**Activity:**
Using the listing below, please gather every line containing the word "leaf".

===== Data records

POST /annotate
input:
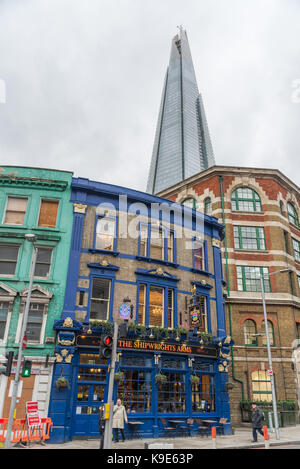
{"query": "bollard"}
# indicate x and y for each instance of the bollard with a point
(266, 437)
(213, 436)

==========
===== Data records

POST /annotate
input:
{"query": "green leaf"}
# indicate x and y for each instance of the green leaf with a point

==========

**Exercise answer:**
{"query": "green leaf"}
# indicate x and y for each instance of the green leaf with a point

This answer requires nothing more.